## THE REQUEST
Change "pendant light" to "hanging lamp" and give the lines again with nothing else altered, starting at the line that has "target | stair riser" and ending after the line that has "[(371, 13)]".

## DATA FOR PROCESSING
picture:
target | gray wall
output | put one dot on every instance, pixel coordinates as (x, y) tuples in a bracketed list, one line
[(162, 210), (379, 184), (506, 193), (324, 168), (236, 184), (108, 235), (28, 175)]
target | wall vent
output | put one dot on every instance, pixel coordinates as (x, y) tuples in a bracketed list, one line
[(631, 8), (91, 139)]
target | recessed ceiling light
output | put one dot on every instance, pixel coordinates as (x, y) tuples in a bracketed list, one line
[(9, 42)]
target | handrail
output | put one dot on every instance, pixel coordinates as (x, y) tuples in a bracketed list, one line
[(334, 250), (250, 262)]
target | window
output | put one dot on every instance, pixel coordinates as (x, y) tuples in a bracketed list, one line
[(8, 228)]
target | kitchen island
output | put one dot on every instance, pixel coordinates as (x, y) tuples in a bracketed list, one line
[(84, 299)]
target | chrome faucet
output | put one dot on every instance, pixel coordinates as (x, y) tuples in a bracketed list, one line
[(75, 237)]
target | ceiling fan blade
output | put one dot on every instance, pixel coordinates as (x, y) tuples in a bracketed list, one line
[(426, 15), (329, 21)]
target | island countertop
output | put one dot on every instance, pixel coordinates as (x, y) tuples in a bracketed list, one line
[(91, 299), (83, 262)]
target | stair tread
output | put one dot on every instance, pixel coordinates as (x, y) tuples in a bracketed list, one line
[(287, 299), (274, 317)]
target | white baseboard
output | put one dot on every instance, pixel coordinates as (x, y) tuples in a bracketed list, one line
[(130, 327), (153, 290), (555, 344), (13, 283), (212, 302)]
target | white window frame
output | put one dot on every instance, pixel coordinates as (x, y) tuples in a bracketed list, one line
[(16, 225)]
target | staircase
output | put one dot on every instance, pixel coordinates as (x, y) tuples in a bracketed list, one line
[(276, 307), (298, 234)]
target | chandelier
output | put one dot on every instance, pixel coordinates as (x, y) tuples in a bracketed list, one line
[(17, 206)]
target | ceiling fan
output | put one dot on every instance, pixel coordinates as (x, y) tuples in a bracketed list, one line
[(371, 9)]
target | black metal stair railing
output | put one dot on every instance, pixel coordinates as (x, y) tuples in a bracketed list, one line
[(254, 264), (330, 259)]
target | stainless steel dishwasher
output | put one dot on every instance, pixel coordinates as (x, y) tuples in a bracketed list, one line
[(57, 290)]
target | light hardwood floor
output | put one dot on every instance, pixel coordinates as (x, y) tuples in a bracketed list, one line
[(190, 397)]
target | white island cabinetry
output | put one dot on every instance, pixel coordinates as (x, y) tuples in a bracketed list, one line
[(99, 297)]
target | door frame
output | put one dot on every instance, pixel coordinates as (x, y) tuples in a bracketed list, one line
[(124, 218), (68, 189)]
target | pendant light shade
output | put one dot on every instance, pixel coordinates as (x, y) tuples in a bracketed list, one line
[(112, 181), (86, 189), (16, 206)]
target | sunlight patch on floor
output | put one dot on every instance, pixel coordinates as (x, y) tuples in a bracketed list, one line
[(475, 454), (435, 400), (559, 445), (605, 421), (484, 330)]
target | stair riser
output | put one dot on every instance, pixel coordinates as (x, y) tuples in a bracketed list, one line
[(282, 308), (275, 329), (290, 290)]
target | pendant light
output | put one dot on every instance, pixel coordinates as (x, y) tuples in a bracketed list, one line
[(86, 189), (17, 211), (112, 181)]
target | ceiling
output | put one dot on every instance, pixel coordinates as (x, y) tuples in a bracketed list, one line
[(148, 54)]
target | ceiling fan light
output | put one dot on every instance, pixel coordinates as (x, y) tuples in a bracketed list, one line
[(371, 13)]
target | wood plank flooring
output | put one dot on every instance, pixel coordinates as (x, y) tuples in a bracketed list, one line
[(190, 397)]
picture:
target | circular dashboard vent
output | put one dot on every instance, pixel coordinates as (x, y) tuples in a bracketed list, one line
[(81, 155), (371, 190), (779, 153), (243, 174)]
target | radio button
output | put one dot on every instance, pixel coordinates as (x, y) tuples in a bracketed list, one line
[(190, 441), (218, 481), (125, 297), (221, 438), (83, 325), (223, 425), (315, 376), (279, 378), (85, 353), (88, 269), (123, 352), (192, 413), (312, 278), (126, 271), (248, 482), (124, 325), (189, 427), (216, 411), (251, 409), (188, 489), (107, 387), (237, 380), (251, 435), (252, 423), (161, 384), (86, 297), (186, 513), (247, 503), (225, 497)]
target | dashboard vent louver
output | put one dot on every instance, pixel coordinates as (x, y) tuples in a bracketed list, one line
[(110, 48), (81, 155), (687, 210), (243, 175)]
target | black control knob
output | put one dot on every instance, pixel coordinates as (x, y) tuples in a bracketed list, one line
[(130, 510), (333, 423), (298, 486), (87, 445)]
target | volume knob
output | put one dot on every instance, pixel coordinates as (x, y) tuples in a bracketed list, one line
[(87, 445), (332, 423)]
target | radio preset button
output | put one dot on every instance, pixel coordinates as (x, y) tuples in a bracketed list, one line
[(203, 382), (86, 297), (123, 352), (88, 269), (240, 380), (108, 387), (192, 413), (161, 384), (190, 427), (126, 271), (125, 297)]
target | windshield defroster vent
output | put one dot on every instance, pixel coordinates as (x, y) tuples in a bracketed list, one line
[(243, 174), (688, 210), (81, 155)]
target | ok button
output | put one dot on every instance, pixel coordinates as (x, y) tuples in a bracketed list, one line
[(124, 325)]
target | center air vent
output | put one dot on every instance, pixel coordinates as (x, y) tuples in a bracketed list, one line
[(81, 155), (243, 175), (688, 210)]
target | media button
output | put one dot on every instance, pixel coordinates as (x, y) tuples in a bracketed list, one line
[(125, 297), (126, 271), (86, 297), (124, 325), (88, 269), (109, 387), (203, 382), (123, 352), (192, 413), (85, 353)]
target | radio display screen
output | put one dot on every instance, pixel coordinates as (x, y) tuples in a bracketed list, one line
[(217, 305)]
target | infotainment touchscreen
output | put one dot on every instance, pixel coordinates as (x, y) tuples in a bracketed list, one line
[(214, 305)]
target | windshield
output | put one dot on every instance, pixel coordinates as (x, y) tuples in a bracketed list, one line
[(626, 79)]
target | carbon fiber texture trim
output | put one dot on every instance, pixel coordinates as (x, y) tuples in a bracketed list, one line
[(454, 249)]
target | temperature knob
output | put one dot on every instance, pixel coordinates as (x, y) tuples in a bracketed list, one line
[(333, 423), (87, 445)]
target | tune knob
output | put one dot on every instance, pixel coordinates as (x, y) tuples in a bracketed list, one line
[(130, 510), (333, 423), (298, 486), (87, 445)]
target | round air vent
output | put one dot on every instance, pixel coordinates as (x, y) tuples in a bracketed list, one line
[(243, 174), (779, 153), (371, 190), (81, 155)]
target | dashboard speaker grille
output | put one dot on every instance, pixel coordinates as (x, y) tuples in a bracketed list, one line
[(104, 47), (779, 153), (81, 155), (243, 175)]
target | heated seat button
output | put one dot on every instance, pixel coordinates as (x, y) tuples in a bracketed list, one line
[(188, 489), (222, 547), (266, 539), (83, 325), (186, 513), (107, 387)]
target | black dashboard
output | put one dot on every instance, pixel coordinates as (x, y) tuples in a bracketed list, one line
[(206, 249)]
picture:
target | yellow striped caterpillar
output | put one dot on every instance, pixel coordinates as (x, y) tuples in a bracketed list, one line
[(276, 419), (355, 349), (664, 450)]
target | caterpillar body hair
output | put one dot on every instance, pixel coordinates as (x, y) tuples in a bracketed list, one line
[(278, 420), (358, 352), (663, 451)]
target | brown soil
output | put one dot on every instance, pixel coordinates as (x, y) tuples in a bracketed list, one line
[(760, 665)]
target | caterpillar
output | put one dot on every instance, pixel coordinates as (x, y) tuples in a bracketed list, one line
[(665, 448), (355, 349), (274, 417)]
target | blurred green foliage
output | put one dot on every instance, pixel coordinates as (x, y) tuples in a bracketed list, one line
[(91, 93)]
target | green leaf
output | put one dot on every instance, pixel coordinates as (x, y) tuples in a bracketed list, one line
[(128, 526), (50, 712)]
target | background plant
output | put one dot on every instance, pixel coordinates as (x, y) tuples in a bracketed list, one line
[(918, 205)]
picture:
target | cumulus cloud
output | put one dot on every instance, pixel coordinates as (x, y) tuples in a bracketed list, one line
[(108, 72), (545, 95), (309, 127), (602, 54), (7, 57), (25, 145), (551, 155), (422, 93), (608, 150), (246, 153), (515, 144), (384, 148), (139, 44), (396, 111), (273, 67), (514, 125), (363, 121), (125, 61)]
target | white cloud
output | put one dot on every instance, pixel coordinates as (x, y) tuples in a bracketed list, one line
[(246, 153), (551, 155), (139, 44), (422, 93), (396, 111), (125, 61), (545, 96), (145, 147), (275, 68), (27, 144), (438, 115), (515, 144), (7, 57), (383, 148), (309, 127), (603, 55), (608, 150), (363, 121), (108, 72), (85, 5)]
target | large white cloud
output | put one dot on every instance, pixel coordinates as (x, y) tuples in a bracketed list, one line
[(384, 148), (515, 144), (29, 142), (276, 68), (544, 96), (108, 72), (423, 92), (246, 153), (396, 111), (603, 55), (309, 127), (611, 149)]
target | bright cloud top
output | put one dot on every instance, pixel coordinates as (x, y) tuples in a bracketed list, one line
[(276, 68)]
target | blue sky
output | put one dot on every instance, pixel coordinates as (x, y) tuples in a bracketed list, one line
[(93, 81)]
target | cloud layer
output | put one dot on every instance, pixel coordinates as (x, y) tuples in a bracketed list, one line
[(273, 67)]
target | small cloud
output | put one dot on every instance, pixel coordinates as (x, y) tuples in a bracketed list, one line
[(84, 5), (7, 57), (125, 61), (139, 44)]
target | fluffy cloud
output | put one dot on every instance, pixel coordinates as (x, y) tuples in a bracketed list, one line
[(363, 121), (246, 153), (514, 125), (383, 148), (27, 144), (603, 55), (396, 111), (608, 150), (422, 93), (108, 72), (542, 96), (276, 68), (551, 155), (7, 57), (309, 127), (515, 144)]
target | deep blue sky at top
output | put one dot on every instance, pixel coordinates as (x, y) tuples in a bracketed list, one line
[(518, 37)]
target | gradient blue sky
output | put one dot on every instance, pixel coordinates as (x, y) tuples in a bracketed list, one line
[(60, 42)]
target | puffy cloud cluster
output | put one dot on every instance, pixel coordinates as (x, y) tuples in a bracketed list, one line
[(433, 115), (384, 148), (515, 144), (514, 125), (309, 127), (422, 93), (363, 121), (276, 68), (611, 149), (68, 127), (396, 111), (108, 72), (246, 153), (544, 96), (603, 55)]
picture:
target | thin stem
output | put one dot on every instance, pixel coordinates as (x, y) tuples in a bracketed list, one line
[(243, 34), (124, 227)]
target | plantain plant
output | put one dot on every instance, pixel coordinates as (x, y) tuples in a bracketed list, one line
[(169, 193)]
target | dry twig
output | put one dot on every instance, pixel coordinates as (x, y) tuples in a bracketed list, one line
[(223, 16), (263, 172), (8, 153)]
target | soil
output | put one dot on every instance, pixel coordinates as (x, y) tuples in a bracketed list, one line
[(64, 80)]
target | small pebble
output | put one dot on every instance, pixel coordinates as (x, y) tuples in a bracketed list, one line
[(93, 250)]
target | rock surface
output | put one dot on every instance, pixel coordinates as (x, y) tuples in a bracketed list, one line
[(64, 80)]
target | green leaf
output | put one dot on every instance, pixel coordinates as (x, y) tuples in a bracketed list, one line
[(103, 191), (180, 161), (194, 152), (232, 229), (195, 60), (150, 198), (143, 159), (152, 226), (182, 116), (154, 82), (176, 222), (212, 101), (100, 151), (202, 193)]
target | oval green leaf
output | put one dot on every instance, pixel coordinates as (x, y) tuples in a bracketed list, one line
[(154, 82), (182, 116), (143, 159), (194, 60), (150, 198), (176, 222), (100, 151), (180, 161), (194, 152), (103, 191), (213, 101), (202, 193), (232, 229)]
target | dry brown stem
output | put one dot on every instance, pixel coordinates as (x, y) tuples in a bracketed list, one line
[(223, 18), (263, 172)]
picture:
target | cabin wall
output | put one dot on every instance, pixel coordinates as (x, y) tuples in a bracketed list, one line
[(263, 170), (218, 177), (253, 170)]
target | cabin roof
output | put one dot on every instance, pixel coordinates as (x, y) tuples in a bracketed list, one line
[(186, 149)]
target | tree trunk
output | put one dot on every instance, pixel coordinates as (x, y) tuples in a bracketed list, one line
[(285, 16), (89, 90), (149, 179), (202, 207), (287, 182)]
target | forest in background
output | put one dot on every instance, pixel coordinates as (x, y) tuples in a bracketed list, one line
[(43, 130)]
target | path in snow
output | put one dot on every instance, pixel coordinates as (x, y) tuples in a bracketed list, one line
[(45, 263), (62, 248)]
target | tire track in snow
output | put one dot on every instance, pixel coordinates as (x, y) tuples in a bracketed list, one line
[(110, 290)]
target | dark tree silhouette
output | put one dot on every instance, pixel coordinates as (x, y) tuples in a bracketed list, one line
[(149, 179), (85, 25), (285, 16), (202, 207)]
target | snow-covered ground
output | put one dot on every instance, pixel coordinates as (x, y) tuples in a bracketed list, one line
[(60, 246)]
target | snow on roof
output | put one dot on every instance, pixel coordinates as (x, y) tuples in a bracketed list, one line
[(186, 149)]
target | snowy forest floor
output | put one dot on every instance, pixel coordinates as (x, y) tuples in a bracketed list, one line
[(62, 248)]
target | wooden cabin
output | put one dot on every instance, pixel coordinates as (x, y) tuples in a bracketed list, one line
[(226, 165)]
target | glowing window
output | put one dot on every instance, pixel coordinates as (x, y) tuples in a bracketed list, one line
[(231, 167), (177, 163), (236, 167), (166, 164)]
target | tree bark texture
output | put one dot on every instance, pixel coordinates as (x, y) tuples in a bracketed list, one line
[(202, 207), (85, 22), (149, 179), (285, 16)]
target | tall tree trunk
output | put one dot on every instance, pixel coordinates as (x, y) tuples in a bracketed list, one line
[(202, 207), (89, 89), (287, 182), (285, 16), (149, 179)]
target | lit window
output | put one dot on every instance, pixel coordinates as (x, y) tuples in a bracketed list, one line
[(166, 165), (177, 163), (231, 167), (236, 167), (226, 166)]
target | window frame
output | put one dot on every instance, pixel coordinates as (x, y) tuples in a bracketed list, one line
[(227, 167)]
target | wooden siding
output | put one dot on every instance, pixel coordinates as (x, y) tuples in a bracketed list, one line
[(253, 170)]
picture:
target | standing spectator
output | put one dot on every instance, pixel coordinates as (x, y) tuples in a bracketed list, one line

## SOLUTION TO THIS TASK
target | stair riser
output | put one dot on every instance, pixel coordinates as (x, y) tuples in a bracketed list, one line
[(282, 308), (275, 329), (290, 290)]
target | hanging lamp
output | put one dot on every instance, pixel coordinates as (x, y) tuples in a bracketed list, one line
[(86, 189), (17, 211), (112, 181)]
target | ceiling
output | put one dot on every instance, pixel coordinates as (x, y) tuples in a bracketed list, one line
[(148, 54)]
target | ceiling fan light
output | put one dot on every instance, pixel coordinates as (x, y) tuples in a bracketed list, one line
[(371, 13)]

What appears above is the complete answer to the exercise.